[Your instructions] Keep every word of the entries and print them exactly; the pictures stay out.
****************
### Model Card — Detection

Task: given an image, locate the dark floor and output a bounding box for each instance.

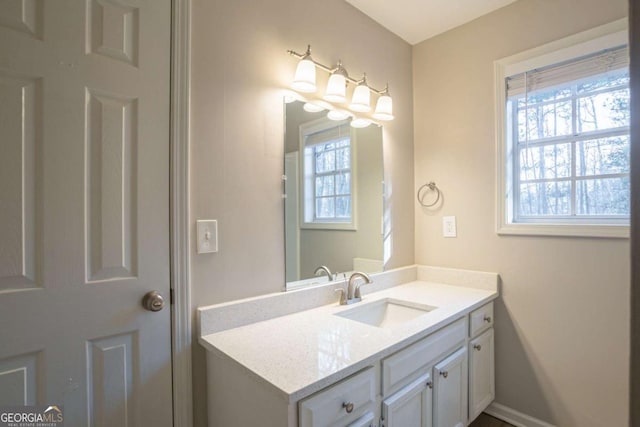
[469,413,516,427]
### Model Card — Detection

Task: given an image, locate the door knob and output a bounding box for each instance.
[142,291,165,312]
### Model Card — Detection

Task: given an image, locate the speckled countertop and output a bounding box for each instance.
[199,275,498,404]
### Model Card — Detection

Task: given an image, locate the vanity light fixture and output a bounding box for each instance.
[349,74,371,113]
[324,61,348,103]
[287,45,394,121]
[372,85,394,121]
[291,45,317,93]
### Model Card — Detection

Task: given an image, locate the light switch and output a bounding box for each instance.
[197,220,218,254]
[442,216,457,238]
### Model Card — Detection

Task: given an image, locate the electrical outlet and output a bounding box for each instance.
[197,220,218,254]
[442,216,457,238]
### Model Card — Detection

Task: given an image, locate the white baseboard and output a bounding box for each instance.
[485,402,556,427]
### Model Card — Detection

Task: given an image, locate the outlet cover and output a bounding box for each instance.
[442,216,457,238]
[197,220,218,254]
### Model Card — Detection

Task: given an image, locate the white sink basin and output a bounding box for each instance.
[335,298,437,328]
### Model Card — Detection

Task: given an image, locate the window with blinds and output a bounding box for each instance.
[496,25,630,237]
[300,120,355,227]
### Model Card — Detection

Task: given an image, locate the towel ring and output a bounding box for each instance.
[417,182,441,207]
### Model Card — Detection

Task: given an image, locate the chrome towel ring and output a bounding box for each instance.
[417,182,441,207]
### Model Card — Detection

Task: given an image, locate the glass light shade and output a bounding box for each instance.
[349,84,371,112]
[350,118,371,128]
[291,59,316,93]
[303,102,325,113]
[372,94,394,121]
[327,109,350,121]
[324,73,347,103]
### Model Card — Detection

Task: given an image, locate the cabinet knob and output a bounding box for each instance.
[473,344,482,351]
[342,402,354,413]
[483,315,492,323]
[440,371,448,378]
[426,381,433,389]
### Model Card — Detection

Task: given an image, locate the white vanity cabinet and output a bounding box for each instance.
[379,302,495,427]
[382,373,432,427]
[380,318,468,427]
[467,302,495,423]
[433,347,468,427]
[201,278,498,427]
[468,329,494,421]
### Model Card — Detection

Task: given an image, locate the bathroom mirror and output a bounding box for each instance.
[284,100,384,290]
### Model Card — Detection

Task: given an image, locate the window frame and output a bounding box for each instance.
[299,117,358,231]
[495,19,629,238]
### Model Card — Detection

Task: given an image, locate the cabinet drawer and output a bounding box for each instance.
[382,318,466,396]
[469,302,493,337]
[299,367,376,427]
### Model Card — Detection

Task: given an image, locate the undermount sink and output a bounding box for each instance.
[335,298,437,328]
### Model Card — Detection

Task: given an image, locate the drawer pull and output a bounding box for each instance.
[426,381,433,389]
[473,344,482,351]
[440,371,448,378]
[483,315,492,323]
[342,402,354,413]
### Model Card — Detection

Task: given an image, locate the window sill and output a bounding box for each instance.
[496,222,629,238]
[301,222,357,231]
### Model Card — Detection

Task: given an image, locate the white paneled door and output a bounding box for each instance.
[0,0,172,426]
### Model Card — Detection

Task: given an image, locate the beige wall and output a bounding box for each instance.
[189,0,414,425]
[413,1,629,426]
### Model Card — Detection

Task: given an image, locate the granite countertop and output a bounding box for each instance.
[199,279,498,403]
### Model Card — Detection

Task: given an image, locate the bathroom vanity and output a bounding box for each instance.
[198,266,498,427]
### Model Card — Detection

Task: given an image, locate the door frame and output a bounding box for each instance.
[630,1,640,424]
[170,0,193,425]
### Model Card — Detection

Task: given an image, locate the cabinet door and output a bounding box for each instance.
[382,373,433,427]
[348,411,375,427]
[469,329,495,422]
[433,348,467,427]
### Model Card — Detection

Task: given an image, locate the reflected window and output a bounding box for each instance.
[300,119,356,229]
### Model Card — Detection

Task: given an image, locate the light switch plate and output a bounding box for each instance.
[442,216,457,238]
[197,220,218,254]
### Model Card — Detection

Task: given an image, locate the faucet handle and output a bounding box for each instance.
[334,288,347,305]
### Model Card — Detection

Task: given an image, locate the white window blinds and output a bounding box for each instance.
[506,45,628,97]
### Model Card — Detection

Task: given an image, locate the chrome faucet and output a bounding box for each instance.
[349,272,372,301]
[314,265,334,281]
[336,272,373,305]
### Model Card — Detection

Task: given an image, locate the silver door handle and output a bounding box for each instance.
[142,291,165,312]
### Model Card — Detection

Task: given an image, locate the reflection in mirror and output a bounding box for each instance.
[284,100,384,290]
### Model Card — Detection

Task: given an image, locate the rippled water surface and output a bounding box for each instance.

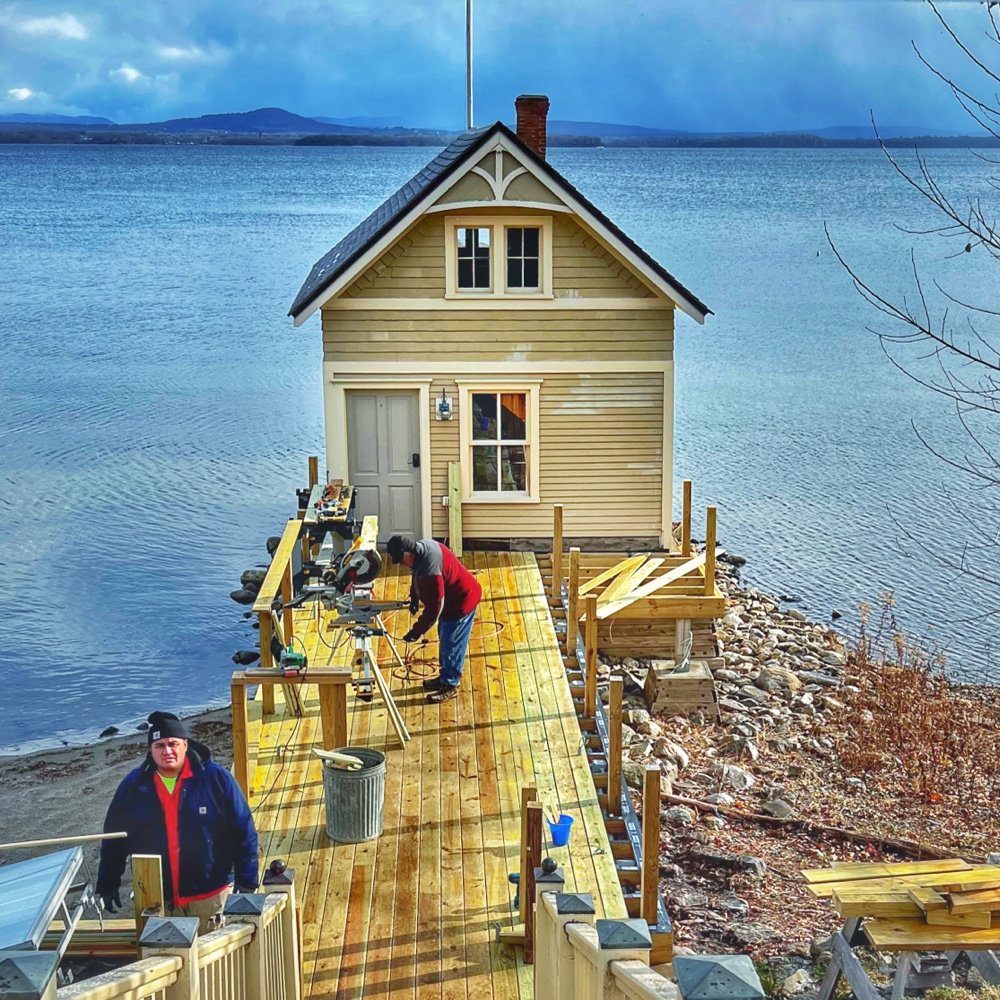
****************
[Answer box]
### Model Card — Detection

Task: given an image, locate the dark floor and output a bounding box for each instance.

[469,413,516,427]
### Model Card — Detection

Task: given an image, locate the door knob and output a bounding box for each instance.
[142,291,165,312]
### Model Card — Detection

Task: given an image, locate the speckled countertop and output a bounding box for each instance.
[199,275,498,404]
### Model Card — Detection

Task: given an image, locate the vanity light fixture and output a bounding box for each instance.
[349,74,371,113]
[324,61,348,103]
[287,45,394,121]
[372,85,394,121]
[291,45,317,93]
### Model Card — Detection

Task: given an image, locate the light switch and output a bounding box for each instance.
[197,220,218,254]
[442,216,457,238]
### Model Card — Detection

Task: given an image, locate the electrical outlet and output a bounding box for each instance.
[197,220,218,254]
[442,216,457,238]
### Model Card — Detection

Task: given an image, locate the white baseboard and output a bounding box for each instance.
[485,402,556,427]
### Model Card — Detection

Task: given an image, locate the outlet cover and output a bounding box for each instance.
[442,216,457,238]
[197,220,218,254]
### Model Card — Detection

Task: given an image, locate the white sink basin and output a bounding box for each instance.
[335,298,437,328]
### Model Card — Detection

Task: given an image, locate the window with blinds and output a bounding box for each instance.
[496,25,630,237]
[300,120,355,227]
### Model Card — Detection

Task: given an image, locate the towel ring and output a bounding box for each instance.
[417,182,441,207]
### Model Card — Detection

Task: given an image, locate the chrome towel ring and output a bounding box for each instance.
[417,182,441,207]
### Model Card — Detection

Task: given an image, locate the glass light shade and output a bounding box for each instance.
[349,84,371,112]
[350,118,371,128]
[291,59,316,93]
[303,102,325,113]
[372,94,394,121]
[327,109,350,121]
[324,73,347,103]
### Model Card — Detection

Task: given an image, locate the cabinet knob and output a bounding box for each instance.
[473,344,482,351]
[342,402,354,413]
[483,315,492,323]
[440,371,448,378]
[426,381,433,389]
### Model Card — Detection

Task: given an image, locate the white vanity cabinet and output a bounding box for each instance.
[379,302,495,427]
[382,373,432,427]
[380,318,468,427]
[467,302,495,423]
[433,347,468,427]
[201,278,498,427]
[468,329,494,421]
### Model Card — Detection

Task: given an image, locate the bathroom mirror and output a bounding box for each instance.
[284,100,384,290]
### Model Card — Detection

Task: given an image, locate the window frame and output a bounding box for each instance.
[299,117,358,231]
[495,19,629,238]
### Model Card — Detection

Task: given an image, locate the cabinet drawer and output a bounding box for each instance.
[382,318,466,396]
[469,302,493,337]
[299,367,376,427]
### Model Card — Detection

Task: given an image, locate the undermount sink and output a bounding box for each instance.
[335,298,437,328]
### Model Card — Detection

Task: given an image, locate the drawer pull and output a bounding box for each instance.
[426,381,433,389]
[473,344,482,351]
[440,371,448,378]
[483,315,492,323]
[342,402,354,413]
### Model Card — Detection

Task: given an image, locate the window sill and output a bounding box for each instance.
[496,222,629,238]
[301,222,357,231]
### Model Card — Detection

Task: given an image, locate the white paneled door and output a bounding box for each instance.
[0,0,172,426]
### Model Card — Detection

Task: given an image, locate the beige wall and output a bounding box for each instance.
[189,0,414,425]
[413,1,629,426]
### Model Card — Detection

Task: given an image, locate the granite countertop and output a bounding box for each instance.
[199,279,498,403]
### Model Card — Detection

Task: given an image, locate the bathroom vanity and output a bounding box for each instance.
[198,266,498,427]
### Model Card — Detection

Task: given an image, locate the door frame and output a bounding box for each instance.
[630,1,640,424]
[170,0,193,425]
### Model Card — Detection

Task: given an image, locate the cabinet door and output a bounding box for each instance.
[382,373,433,427]
[348,411,375,427]
[469,329,495,422]
[433,348,467,427]
### Model Card — Detection

Task: given an image, locate the reflected window and output a bounding box for each instance.
[300,119,356,229]
### Model Card — Detection

Task: given an image, locate the light switch plate and output a bounding box for each instance.
[442,216,457,238]
[197,220,218,254]
### Model Card — Detection

Task: given an image, locate the faucet handle and output a bounding box for each instance.
[334,288,347,305]
### Model Card — Detection

Task: given an image, locate the white window blinds and output a bounding box for each instance.
[506,45,628,97]
### Model Card — Detection

Task: given an image, locate the chrome faucet and output a bounding box for each instance.
[349,272,372,301]
[314,265,334,281]
[336,272,373,305]
### Model Card — Detection

Task: given an image, locate the silver door handle and output a bounding box for each instance.
[142,291,165,312]
### Model Card — Detection

Task: given an image, locate the reflection in mirror and output a bounding box for each instance.
[284,100,384,290]
### Model Card — Detection

Task: given an image, locate the rippled water surface and output a bounding box for each instance.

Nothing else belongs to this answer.